#### SUPPLIED TEXT ####

Every parent hopes for a happy and healthy child, but there are unfortunate circumstances that cannot be controlled and cystic fibrosis comes into this category. As an inherited disease, it can be difficult to come to terms with your baby’s condition. This article is going to be your go-to guide for cystic fibrosis in babies.
What is cystic fibrosis?
Cystic fibrosis is a genetic condition caused by two recessive genes – one from each parent. A parent can carry the gene without being affected by it and it’s only when two of these genes come together is a person affected.
Read More: 10 Facts About Cystic Fibrosis You Should Know
What are the problems caused by cystic fibrosis?
This mutated gene affects the movement of sodium chloride (salt) in the body. The result of this is a thick, heavy mucus, salty sweat and thickened digestive juices. The thick mucus can cause breathing difficulties and lead to more serious lung infections. The thickened digestive juices from the pancreas can’t get to the small intestine in order to do their job and so this leads to being unable to absorb nutrients from food which in turn can cause growth and development issues.

####

_WHAT YOU WILL DO_
[1] According to the article on cystic fibrosis in babies, the movement of which substance in the body does the mutated gene affect?
[2] Please carry on the article on cystic fibrosis in babies, picking up after its final sentence.

#### MATERIAL SUPPLIED ####

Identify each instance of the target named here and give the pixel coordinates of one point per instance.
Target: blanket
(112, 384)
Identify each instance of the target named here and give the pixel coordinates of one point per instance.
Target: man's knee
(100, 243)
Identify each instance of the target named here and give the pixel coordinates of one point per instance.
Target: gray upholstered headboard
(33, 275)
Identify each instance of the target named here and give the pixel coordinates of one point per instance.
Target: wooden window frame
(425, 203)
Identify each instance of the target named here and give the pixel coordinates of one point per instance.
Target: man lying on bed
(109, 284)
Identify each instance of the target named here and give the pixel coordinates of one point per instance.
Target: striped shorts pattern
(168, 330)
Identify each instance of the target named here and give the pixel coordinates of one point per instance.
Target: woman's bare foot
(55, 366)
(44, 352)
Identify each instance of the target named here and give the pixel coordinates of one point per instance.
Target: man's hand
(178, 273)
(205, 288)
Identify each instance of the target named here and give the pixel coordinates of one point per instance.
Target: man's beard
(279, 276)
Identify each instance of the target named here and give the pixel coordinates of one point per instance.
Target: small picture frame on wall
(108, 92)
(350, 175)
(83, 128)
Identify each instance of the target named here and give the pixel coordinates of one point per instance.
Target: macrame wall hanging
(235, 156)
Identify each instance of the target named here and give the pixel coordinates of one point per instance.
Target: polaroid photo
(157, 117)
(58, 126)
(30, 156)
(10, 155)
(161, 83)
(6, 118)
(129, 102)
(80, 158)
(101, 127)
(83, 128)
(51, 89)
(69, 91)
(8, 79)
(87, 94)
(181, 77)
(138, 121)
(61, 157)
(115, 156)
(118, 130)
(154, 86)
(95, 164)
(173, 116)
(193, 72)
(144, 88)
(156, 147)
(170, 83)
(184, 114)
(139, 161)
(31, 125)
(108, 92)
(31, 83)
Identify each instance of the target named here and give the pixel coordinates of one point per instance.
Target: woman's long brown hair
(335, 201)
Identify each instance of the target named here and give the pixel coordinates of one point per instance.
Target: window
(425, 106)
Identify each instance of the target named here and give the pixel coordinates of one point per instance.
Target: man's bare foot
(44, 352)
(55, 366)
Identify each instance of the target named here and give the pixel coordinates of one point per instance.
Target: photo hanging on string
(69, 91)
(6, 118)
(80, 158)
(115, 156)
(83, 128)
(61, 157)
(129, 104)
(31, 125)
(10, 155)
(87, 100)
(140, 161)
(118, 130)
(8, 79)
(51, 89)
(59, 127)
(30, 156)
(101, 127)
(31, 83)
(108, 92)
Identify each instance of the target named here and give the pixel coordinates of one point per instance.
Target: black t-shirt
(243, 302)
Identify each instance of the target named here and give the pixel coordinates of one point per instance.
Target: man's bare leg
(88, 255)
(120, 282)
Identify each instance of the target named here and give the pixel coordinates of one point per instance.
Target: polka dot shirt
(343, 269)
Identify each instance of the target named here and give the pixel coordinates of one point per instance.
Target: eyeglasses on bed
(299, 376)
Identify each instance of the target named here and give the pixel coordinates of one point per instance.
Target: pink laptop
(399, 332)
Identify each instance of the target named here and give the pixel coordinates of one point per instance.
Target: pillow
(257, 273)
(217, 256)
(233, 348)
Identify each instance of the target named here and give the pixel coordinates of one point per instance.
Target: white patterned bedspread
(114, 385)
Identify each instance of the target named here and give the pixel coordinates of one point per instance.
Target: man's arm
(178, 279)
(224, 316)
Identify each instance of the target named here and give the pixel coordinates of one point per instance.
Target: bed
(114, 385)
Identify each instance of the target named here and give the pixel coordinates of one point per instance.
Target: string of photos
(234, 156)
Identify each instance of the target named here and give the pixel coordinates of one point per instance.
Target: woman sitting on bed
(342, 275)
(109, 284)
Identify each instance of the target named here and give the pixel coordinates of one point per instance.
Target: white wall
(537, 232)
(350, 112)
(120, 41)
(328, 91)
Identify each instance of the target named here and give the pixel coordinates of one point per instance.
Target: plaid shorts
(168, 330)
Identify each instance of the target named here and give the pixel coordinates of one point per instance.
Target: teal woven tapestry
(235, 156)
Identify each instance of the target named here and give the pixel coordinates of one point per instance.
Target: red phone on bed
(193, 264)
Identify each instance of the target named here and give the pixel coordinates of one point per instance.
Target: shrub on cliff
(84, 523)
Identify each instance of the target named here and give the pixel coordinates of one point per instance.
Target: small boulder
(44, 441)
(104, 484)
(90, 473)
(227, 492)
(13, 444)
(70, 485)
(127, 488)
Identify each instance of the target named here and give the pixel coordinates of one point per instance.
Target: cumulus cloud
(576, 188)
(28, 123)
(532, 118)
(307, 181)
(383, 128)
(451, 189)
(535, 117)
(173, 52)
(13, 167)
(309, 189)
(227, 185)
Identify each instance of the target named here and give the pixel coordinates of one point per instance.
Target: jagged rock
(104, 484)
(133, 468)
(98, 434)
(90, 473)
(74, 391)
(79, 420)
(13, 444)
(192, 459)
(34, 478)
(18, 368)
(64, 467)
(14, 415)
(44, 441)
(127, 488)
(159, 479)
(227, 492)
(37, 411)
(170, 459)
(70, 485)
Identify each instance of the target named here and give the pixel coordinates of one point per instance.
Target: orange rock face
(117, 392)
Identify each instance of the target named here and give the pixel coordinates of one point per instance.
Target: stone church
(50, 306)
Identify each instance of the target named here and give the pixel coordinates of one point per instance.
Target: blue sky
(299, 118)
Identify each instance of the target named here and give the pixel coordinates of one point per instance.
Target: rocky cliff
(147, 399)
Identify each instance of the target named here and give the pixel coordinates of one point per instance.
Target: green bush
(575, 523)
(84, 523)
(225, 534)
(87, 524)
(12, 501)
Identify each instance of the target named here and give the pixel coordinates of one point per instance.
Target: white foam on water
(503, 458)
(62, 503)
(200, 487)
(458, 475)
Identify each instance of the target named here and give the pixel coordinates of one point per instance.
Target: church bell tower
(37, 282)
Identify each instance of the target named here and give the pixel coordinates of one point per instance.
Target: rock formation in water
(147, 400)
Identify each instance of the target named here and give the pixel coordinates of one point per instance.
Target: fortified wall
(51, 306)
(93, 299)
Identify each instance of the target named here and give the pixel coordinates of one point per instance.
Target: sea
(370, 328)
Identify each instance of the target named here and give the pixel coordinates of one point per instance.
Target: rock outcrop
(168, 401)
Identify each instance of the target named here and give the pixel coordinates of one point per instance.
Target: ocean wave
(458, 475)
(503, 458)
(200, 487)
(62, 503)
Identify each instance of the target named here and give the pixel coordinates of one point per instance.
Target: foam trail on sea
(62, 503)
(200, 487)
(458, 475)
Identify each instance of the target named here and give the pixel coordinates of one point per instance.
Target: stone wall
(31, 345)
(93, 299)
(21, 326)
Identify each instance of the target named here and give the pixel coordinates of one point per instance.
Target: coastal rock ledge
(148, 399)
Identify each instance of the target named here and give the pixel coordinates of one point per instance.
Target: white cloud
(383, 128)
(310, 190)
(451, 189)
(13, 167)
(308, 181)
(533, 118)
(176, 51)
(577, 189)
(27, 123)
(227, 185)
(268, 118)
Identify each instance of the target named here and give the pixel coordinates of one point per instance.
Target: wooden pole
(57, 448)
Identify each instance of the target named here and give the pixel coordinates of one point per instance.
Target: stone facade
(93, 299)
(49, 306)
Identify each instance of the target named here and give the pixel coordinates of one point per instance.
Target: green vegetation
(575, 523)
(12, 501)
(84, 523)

####

_YOUR WRITTEN ANSWERS_
[1] Sodium chloride (salt).

[2]
What do you do?
As you may have already guessed, cystic fibrosis in babies is a serious condition and one that requires special treatment.
If you decide to undergo newborn screening, your doctor will be able to pick up signs of this condition and recommend you go for further testing. This is important as the earlier it’s identified, the more treatable it is.
If you have any questions, or concerns, then speak to your doctor for more information and advice.
How do you treat cystic fibrosis?
Unfortunately there is no cure for this condition but it is treatable from the comfort of your own home and your doctor will be able to provide guidance and training so you know how to administer the treatment correctly.
There are a number of different treatment methods that can be used to manage cystic fibrosis in babies:
- Antibiotics – antibiotics are used to treat some of the infections brought about by cystic fibrosis. Some medication can also be used to help break down the mucus in your child’s system.
- Vaccinations – cystic fibrosis means your child is at potential risk from additional illnesses and vaccinations can help to prevent these.
- Physical therapy – it’s most likely that your doctor will give you some specialist therapy exercises to help combat cystic fibrosis in babies. This works by loosening the mucus that builds up.
- Pulmonary therapy – this can include lifestyle changes to help maintain healthy functions such as exercise and play.
Can my baby still have a fulfilling life?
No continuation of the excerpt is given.